## DOCUMENT EXCERPT
-------

BRUSSELS (Reuters) - Differences between the United States and the European Union over issues such as genetically modified crops and hormone-treated beef could scupper a free trade deal, U.S. Agriculture Secretary Tom Vilsack said on Tuesday.
The European Union and the United States hope to seal a Transatlantic Trade and Investment Partnership (TTIP) that would encompass a third of world trade and nearly half of global gross domestic product.
The two sides have made limited progress after 11 negotiating rounds, however, and food and farming issues tend to be among the thorniest in trade negotiations.
“This is not going to be an easy discussion. We know there are serious issues,” Vilsack told the EU Agricultural outlook conference hosted by the European Commission.
Vilsack singled out three issues that had to be addressed: European opposition to U.S. exports of beef and genetically modified organisms, and U.S. opposition to the EU’s system of geographical indications, or designation of origin protection.
“If we don’t address these difficult, tricky issues ... decide not to deal with them because they are too hard, then in my view you are not going to have a TTIP agreement,” he told reporters.
“The agricultural interests in the United States, by themselves, are not politically powerful enough to get an agreement passed, but they are certainly powerful enough to stop agreement that’s been negotiated,” he said.
The United States says science shows U.S. products from genetically modified crops to hormone-treated beef are safe, but those claims are met with suspicion in much of Europe.
Geographical indicators (GIs), a list of more than 1,000 products ranging champagne to Parma ham, are a cornerstone of EU farm and trade policy. They are designed to ensure only products from a specific region can carry a specific name. To the United States, that smacks of protectionism.

-------

## AVAILABLE DATA
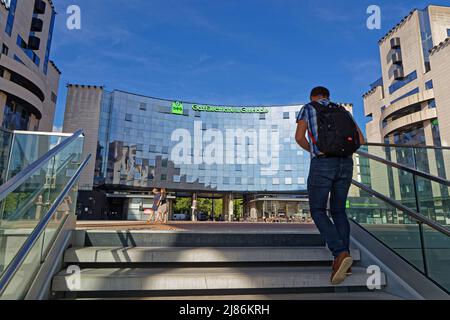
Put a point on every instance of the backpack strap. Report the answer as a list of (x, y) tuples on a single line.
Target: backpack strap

-------

## REQUIRED WORK
Copy the article on U.S.-EU farm trade, starting with "The European Union and" and going on through "in trade negotiations.", with "limited progress" changed to "little progress".

## ANSWER SPACE
The European Union and the United States hope to seal a Transatlantic Trade and Investment Partnership (TTIP) that would encompass a third of world trade and nearly half of global gross domestic product.
The two sides have made little progress after 11 negotiating rounds, however, and food and farming issues tend to be among the thorniest in trade negotiations.